Directions: Rescale the part of the listing below that starts at the line containing "of the power" and ends at the line containing "the roadside grass", both lines included. Write out only those lines again, requests included, with every answer coordinate multiplied by 2.55 and rounded to a whole number, halves going up.

Extracted records:
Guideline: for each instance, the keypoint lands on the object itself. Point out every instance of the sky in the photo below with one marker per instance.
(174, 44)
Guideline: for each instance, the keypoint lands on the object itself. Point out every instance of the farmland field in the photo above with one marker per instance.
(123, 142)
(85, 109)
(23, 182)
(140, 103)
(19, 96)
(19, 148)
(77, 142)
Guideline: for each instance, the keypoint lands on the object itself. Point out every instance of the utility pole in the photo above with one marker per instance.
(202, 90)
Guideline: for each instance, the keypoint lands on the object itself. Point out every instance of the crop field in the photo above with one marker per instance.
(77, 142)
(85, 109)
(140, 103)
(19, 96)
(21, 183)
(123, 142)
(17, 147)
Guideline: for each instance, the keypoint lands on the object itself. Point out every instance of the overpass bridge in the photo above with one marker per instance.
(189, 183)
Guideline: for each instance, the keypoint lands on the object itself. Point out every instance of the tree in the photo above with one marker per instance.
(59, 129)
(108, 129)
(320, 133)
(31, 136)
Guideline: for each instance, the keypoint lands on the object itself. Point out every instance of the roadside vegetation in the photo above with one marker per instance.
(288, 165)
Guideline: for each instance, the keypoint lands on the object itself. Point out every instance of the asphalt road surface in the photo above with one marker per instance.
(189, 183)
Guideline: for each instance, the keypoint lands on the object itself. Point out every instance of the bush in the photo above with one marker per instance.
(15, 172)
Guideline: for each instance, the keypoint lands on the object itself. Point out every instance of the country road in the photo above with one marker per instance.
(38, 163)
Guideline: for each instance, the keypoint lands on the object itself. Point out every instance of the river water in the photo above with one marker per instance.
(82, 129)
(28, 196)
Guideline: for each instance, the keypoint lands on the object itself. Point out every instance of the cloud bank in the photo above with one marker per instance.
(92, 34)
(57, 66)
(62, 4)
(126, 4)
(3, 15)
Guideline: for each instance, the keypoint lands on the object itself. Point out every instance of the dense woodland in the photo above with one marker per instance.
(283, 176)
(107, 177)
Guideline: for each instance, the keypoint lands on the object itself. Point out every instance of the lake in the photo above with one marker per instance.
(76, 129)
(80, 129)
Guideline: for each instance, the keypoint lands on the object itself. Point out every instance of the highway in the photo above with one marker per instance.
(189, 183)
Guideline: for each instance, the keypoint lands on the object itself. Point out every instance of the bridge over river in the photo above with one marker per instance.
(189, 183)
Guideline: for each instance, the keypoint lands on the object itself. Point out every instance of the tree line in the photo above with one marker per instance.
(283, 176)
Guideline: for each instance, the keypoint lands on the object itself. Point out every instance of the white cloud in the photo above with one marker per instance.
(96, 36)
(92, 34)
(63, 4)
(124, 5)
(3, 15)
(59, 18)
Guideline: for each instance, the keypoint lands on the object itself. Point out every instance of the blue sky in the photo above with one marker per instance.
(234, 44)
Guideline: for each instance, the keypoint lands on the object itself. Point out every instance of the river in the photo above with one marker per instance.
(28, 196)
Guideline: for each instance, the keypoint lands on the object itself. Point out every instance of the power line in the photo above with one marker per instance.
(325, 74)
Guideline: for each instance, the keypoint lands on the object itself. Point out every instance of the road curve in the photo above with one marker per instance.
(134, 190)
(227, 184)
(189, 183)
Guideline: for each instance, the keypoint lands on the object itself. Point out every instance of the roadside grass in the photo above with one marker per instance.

--

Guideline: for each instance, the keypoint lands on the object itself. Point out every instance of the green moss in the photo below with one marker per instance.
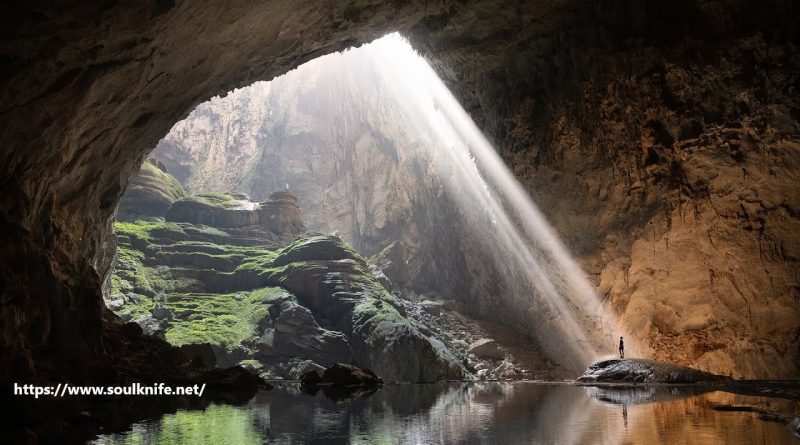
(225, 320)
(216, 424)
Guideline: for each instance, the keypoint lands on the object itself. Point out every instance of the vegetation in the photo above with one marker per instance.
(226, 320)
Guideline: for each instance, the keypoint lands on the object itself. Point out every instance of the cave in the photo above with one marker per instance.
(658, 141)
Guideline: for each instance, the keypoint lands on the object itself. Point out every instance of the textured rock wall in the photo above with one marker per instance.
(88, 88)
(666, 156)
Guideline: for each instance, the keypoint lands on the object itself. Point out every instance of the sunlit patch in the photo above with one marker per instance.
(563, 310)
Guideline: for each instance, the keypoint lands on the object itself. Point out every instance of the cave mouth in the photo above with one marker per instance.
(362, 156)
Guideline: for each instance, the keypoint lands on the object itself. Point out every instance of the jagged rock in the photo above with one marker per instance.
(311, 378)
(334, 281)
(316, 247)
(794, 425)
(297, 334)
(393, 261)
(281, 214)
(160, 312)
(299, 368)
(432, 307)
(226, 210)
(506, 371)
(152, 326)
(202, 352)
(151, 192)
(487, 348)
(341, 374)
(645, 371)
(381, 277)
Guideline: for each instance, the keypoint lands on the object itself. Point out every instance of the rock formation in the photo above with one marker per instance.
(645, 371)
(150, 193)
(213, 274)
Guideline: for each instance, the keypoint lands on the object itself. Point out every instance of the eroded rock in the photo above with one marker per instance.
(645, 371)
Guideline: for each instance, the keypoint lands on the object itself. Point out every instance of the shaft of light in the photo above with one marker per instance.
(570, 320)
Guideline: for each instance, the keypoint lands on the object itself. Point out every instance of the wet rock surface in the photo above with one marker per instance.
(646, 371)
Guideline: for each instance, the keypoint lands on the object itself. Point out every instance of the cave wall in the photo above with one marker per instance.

Answer to this problem:
Guideline: for each instance, the keypoint lands on the object itself. Point out every instance of the power line in the photo above with one marker per instance.
(829, 189)
Guideline: for each instance, the keypoint lands on the object itself. Point out every instance of the road curve in the photo above with one marker per instance.
(342, 485)
(579, 469)
(482, 467)
Guideline: for each instance, the keypoint lands on the object itself. Point out every instance of the roadside grass in the photo above with one marker per instance.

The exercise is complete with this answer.